• [DATA TO PROCESS]
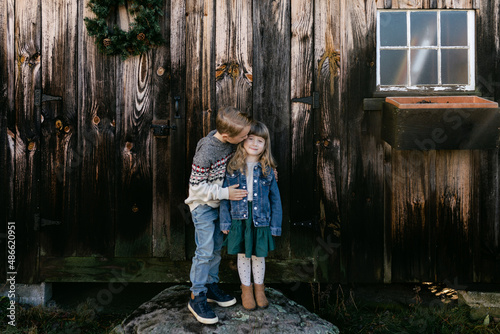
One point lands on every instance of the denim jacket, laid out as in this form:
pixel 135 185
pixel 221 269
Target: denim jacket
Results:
pixel 266 203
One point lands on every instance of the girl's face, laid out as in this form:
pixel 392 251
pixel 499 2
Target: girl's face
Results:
pixel 254 146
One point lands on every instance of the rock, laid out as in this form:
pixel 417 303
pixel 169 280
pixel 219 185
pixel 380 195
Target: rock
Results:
pixel 167 312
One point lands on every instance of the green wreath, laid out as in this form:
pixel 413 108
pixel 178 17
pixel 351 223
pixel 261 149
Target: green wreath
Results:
pixel 145 31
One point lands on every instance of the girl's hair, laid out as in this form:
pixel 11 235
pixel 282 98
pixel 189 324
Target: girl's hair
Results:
pixel 238 162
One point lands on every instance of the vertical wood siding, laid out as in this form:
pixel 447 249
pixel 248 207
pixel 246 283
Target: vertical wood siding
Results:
pixel 179 164
pixel 7 137
pixel 27 21
pixel 271 94
pixel 60 155
pixel 488 79
pixel 97 124
pixel 302 128
pixel 233 54
pixel 328 126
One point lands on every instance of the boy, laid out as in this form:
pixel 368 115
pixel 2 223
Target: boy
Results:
pixel 205 192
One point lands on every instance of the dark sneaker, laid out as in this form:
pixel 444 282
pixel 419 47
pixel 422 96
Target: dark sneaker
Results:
pixel 201 310
pixel 216 295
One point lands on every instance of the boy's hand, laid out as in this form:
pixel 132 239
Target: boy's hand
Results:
pixel 237 194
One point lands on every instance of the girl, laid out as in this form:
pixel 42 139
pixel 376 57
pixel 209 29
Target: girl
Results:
pixel 251 222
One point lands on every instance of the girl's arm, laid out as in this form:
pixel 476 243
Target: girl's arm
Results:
pixel 276 211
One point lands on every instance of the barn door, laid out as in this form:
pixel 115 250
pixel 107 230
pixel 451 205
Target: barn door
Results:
pixel 112 146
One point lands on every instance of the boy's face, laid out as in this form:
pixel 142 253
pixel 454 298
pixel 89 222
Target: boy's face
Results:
pixel 239 137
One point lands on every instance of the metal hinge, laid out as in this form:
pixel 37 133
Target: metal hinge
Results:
pixel 312 223
pixel 162 130
pixel 40 98
pixel 313 100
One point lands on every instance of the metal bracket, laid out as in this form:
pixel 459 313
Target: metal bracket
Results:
pixel 162 130
pixel 312 100
pixel 40 98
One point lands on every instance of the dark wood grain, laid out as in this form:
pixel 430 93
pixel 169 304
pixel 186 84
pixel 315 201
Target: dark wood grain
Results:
pixel 97 122
pixel 27 20
pixel 60 155
pixel 7 125
pixel 271 94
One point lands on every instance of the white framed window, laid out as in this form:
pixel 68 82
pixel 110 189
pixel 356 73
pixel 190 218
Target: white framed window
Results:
pixel 430 50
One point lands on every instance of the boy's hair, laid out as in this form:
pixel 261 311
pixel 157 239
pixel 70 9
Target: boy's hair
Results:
pixel 238 162
pixel 231 121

• [REQUIREMENTS]
Convert every line of the items above into a JSON list of strings, one string per line, skipping blank lines and leaving out the pictures.

• [FULL SOLUTION]
[
  "One point lands on every instance of the denim jacket, laid out as in this form:",
  "pixel 135 185",
  "pixel 221 269",
  "Target: denim jacket",
  "Results:",
  "pixel 266 203",
  "One point lands on every instance of the girl's face, laid out as in this form:",
  "pixel 392 251",
  "pixel 499 2",
  "Target: girl's face",
  "Results:",
  "pixel 254 146",
  "One point lands on every instance of the rock, laid out as in this form:",
  "pixel 417 303",
  "pixel 169 280",
  "pixel 219 185",
  "pixel 380 195",
  "Target: rock",
  "Results:",
  "pixel 167 312",
  "One point lands on every instance of the green wreath, laid out as in this form:",
  "pixel 413 108",
  "pixel 178 17",
  "pixel 351 223",
  "pixel 261 149",
  "Target: green wreath",
  "Results:",
  "pixel 145 31",
  "One point lands on every instance of the girl's hair, laid out as in this form:",
  "pixel 11 235",
  "pixel 282 98",
  "pixel 189 324",
  "Target: girl's hair",
  "Results:",
  "pixel 238 162",
  "One point lands on every instance of the vertical wood siding, laid out as in this form:",
  "pixel 447 249",
  "pixel 248 207",
  "pixel 246 283",
  "Target: vertical wood siding",
  "Results:",
  "pixel 179 164",
  "pixel 7 137",
  "pixel 27 21",
  "pixel 271 94",
  "pixel 60 155",
  "pixel 488 79",
  "pixel 97 124",
  "pixel 302 128",
  "pixel 233 54",
  "pixel 328 126",
  "One point lands on every instance of the boy, laid out as in this form:",
  "pixel 368 115",
  "pixel 2 223",
  "Target: boy",
  "Results:",
  "pixel 205 192",
  "One point lands on every instance of the dark sneaker, laid out as in this form:",
  "pixel 444 282",
  "pixel 419 47",
  "pixel 422 96",
  "Target: dark sneaker",
  "Results:",
  "pixel 201 310",
  "pixel 216 295",
  "One point lands on every instance of the boy's hand, laid out as in this form:",
  "pixel 132 239",
  "Target: boy's hand",
  "Results:",
  "pixel 237 194",
  "One point lands on every instance of the girl, laid out as in this form:",
  "pixel 42 139",
  "pixel 376 57",
  "pixel 209 29",
  "Target: girl",
  "Results:",
  "pixel 251 222",
  "One point lands on every instance of the girl's arm, laid out as in this form:",
  "pixel 476 243",
  "Target: girl's arm",
  "Results:",
  "pixel 276 211",
  "One point lands on every instance of the barn door, laid out as in this form:",
  "pixel 115 250",
  "pixel 107 230",
  "pixel 451 205",
  "Target: barn door",
  "Results:",
  "pixel 112 146",
  "One point lands on every instance of the boy's face, laid out as in this form:",
  "pixel 142 253",
  "pixel 454 298",
  "pixel 89 222",
  "Target: boy's face",
  "Results:",
  "pixel 239 137",
  "One point lands on every instance of the metal hinge, laid out as in this form:",
  "pixel 37 133",
  "Target: metal hinge",
  "Results:",
  "pixel 312 223",
  "pixel 162 130",
  "pixel 40 98",
  "pixel 313 100",
  "One point lands on every instance of the metal bracket, laid out as in this form:",
  "pixel 459 313",
  "Target: metal bracket",
  "Results:",
  "pixel 162 130",
  "pixel 312 100",
  "pixel 40 98",
  "One point lands on every instance of the dark wood grain, laid out as in this form:",
  "pixel 430 93",
  "pixel 169 304",
  "pixel 186 84",
  "pixel 315 201",
  "Target: dark wood grain",
  "Results:",
  "pixel 97 122",
  "pixel 27 20",
  "pixel 60 155",
  "pixel 7 125",
  "pixel 271 94",
  "One point lands on every instance of the white framed window, laid out as in this form:",
  "pixel 68 82",
  "pixel 110 189",
  "pixel 356 73",
  "pixel 190 218",
  "Target: white framed window",
  "Results:",
  "pixel 430 50",
  "One point lands on every instance of the boy's hair, laid out as in this form:",
  "pixel 261 311",
  "pixel 157 239",
  "pixel 70 9",
  "Target: boy's hair",
  "Results:",
  "pixel 238 162",
  "pixel 231 121"
]